WHAT IS REQUIRED
Please gather every line of the material below that contains the word "protest", and list each of those lines in the order it appears.

LISTED RECORDS
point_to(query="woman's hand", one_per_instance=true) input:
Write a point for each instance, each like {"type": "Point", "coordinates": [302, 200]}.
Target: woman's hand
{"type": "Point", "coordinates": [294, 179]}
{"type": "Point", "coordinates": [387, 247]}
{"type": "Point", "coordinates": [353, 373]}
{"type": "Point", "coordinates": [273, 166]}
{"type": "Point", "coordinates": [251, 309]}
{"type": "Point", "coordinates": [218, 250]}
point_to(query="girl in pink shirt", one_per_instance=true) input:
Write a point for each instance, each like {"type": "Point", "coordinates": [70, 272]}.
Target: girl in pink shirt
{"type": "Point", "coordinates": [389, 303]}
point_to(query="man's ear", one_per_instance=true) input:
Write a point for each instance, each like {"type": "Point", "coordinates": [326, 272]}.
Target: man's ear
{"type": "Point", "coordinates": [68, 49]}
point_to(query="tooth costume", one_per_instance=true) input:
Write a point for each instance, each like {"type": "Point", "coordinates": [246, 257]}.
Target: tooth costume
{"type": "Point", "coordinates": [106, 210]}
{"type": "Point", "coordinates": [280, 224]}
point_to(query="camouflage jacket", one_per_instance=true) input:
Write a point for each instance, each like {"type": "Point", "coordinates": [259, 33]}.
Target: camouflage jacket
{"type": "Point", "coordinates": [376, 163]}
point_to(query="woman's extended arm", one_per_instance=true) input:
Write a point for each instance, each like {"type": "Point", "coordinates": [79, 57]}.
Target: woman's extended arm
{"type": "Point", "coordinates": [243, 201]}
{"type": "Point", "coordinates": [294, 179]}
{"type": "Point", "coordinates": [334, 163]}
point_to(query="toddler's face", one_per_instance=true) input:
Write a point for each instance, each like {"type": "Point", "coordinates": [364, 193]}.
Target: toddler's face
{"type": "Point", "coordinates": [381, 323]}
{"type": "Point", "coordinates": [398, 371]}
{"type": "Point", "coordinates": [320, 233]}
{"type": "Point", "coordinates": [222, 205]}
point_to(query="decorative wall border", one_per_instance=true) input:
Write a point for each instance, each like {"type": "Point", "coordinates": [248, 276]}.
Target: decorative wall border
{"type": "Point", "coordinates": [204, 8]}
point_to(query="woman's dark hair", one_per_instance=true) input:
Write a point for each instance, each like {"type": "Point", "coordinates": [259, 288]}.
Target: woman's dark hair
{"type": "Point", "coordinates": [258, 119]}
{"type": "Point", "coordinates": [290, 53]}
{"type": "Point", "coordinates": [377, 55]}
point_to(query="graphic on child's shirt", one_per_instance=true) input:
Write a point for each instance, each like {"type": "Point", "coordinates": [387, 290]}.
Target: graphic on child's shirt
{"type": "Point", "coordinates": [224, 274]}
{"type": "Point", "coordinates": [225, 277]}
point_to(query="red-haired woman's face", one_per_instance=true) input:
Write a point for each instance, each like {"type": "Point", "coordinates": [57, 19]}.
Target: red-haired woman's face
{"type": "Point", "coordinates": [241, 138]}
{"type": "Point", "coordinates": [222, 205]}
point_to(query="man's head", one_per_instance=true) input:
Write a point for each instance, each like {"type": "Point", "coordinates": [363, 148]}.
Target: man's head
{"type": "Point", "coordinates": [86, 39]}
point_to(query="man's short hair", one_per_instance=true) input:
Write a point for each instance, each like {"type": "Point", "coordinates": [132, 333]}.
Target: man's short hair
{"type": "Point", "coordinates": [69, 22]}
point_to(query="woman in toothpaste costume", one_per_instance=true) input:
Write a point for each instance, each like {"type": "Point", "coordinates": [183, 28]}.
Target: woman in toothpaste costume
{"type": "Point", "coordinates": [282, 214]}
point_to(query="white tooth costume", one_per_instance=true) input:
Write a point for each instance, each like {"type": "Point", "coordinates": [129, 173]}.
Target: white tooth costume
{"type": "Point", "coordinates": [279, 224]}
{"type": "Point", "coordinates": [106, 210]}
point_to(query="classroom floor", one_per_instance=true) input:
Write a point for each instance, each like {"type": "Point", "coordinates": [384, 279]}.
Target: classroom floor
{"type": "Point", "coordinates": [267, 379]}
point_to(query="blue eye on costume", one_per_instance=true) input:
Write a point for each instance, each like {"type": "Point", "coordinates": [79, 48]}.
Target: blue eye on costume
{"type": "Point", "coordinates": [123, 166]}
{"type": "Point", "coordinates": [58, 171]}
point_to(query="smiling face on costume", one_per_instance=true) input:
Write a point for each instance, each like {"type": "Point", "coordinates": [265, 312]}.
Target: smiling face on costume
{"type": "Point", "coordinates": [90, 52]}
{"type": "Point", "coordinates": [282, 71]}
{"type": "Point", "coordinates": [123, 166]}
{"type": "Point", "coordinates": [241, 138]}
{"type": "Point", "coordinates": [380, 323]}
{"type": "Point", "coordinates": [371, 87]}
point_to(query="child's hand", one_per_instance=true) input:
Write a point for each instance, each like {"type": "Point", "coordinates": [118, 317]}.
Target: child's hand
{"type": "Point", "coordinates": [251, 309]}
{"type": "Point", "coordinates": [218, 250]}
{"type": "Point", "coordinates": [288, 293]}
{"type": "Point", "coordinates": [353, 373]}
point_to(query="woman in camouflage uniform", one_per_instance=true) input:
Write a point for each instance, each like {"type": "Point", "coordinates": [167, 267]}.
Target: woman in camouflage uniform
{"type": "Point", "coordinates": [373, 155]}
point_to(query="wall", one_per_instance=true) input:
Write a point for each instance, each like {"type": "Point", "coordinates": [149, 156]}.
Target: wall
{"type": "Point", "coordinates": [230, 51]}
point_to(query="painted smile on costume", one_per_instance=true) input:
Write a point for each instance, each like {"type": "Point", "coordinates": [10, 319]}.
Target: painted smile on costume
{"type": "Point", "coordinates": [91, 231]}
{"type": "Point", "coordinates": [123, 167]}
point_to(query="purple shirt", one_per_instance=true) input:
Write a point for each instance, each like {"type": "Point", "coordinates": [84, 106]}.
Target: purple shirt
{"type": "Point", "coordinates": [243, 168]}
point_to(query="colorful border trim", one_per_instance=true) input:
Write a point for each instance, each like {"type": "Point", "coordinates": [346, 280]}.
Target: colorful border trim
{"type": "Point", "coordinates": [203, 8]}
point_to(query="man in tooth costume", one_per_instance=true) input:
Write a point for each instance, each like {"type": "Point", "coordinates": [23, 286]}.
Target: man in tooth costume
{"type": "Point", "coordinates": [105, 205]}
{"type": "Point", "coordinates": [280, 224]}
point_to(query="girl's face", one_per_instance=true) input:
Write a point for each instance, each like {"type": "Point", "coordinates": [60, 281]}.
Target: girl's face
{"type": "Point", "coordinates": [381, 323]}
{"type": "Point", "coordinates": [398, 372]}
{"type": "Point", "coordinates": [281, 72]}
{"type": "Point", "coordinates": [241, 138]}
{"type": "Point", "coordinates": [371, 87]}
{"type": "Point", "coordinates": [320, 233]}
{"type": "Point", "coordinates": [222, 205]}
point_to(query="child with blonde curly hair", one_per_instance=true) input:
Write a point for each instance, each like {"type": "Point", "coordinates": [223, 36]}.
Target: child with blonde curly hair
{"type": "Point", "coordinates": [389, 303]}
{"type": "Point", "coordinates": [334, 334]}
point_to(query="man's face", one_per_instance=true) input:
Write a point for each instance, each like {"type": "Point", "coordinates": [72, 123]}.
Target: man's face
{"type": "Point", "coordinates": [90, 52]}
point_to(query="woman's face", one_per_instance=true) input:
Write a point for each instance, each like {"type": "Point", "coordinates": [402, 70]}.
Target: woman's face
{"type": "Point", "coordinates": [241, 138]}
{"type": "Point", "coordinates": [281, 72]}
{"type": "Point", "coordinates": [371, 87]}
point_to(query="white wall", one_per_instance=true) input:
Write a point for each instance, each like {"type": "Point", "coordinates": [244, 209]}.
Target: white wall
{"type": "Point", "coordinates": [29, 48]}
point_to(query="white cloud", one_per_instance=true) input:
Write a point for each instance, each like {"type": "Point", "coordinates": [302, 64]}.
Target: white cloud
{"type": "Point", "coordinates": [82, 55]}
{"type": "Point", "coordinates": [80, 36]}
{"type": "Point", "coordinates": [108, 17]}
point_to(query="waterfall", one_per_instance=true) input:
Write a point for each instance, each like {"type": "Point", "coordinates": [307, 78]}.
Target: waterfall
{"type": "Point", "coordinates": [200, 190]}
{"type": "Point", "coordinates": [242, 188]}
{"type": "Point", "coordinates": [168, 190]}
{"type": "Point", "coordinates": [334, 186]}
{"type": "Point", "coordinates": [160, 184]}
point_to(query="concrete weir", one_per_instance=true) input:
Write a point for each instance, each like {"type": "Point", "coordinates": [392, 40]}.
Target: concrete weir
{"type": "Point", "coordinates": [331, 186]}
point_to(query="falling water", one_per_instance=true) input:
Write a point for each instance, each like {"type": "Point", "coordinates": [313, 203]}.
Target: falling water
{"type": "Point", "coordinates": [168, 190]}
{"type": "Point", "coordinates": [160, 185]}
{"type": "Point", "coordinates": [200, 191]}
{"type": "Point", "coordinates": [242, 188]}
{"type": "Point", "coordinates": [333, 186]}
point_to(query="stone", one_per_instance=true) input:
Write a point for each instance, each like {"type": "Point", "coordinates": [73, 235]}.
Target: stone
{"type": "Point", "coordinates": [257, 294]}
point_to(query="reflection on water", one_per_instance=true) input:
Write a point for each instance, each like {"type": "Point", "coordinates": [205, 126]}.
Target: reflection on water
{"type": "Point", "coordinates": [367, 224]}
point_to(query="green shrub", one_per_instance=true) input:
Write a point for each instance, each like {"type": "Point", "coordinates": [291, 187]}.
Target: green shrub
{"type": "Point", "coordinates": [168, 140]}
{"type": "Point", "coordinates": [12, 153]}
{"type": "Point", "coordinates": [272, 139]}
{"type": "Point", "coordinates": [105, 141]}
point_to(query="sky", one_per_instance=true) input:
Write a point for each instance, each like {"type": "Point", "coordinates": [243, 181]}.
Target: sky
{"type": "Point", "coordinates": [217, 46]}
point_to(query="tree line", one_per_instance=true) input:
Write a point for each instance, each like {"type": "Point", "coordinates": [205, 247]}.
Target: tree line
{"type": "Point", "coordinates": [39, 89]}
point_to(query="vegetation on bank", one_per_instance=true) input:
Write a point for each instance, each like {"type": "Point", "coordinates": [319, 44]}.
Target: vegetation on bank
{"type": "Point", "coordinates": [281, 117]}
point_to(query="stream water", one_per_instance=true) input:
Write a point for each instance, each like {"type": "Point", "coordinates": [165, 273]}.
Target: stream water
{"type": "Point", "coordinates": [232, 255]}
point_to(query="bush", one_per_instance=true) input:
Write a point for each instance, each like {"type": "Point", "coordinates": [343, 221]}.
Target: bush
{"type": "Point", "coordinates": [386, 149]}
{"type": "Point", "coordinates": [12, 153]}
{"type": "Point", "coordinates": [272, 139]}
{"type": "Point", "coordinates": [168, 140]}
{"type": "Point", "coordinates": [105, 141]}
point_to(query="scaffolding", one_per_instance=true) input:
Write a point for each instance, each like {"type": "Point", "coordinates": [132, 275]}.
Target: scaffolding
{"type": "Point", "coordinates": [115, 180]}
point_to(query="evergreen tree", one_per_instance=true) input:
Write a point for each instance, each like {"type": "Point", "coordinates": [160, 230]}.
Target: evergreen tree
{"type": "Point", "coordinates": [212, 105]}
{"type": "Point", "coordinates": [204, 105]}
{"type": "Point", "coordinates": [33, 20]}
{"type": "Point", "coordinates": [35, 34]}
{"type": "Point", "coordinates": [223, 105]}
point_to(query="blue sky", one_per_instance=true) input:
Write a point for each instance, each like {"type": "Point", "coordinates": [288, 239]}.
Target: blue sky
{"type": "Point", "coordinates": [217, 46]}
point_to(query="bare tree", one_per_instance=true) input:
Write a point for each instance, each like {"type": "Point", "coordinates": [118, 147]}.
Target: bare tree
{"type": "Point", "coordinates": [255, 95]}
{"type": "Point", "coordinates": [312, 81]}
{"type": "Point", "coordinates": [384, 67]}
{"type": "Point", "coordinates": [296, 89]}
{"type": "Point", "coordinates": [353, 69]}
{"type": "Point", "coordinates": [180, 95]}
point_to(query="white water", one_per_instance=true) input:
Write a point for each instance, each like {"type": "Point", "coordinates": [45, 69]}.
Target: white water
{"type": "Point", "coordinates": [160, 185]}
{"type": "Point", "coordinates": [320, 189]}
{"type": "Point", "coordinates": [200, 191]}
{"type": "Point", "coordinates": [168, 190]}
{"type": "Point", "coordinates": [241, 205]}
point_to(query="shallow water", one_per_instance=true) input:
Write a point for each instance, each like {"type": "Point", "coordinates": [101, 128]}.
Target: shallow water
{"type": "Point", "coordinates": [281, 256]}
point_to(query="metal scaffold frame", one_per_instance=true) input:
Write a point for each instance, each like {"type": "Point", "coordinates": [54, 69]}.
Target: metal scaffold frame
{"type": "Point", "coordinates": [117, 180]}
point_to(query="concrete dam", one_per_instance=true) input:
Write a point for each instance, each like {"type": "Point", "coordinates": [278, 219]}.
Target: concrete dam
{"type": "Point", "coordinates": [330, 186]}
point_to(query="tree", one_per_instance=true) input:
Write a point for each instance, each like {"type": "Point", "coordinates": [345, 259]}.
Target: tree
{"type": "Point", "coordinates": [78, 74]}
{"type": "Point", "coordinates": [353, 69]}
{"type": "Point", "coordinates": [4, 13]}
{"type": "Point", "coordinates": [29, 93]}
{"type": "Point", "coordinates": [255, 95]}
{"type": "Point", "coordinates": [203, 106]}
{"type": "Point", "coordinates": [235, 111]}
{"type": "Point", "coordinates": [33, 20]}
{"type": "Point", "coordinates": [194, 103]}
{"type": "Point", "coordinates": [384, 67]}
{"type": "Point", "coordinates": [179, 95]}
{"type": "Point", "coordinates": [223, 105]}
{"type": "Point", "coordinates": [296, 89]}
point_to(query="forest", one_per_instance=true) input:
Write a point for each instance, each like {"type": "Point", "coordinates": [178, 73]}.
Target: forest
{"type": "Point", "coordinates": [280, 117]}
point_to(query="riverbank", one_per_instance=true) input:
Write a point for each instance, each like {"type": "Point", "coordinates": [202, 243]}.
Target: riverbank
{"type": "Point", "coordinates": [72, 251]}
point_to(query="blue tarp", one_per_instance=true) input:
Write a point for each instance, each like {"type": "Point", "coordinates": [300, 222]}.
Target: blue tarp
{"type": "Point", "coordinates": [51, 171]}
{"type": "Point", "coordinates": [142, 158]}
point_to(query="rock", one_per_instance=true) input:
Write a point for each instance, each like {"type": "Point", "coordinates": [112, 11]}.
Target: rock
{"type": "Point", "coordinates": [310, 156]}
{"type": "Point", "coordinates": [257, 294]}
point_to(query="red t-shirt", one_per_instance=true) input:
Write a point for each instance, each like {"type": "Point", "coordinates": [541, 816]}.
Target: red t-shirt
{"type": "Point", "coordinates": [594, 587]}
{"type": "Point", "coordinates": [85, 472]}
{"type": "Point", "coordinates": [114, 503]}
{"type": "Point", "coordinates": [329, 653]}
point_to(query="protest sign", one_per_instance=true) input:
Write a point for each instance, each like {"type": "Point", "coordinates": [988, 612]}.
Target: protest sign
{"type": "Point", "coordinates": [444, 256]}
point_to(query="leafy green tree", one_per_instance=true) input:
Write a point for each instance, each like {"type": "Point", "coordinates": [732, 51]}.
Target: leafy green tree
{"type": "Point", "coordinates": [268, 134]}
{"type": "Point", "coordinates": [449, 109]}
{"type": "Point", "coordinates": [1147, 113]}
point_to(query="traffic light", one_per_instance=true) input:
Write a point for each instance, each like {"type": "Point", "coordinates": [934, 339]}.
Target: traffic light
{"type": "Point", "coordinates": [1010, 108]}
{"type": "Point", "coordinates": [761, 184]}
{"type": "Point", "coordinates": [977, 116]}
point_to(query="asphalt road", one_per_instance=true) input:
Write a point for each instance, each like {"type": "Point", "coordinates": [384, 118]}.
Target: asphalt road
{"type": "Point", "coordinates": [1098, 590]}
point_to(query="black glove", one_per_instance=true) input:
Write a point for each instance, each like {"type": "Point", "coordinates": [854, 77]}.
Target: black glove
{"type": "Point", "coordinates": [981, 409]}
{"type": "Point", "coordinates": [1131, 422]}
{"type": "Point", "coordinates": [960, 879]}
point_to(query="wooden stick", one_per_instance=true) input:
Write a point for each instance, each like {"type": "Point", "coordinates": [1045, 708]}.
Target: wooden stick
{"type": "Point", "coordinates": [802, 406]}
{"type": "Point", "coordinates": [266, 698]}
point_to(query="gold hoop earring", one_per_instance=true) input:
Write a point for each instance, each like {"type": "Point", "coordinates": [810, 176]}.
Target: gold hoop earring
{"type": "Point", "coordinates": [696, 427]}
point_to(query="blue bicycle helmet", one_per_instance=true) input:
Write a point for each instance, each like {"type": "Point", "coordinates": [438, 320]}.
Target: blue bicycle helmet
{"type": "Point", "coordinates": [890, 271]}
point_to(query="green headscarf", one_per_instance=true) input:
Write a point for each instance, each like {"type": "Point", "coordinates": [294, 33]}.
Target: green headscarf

OUTPUT FOR THIS TASK
point_to(query="protest sign", one_per_instance=true) input:
Target: protest sign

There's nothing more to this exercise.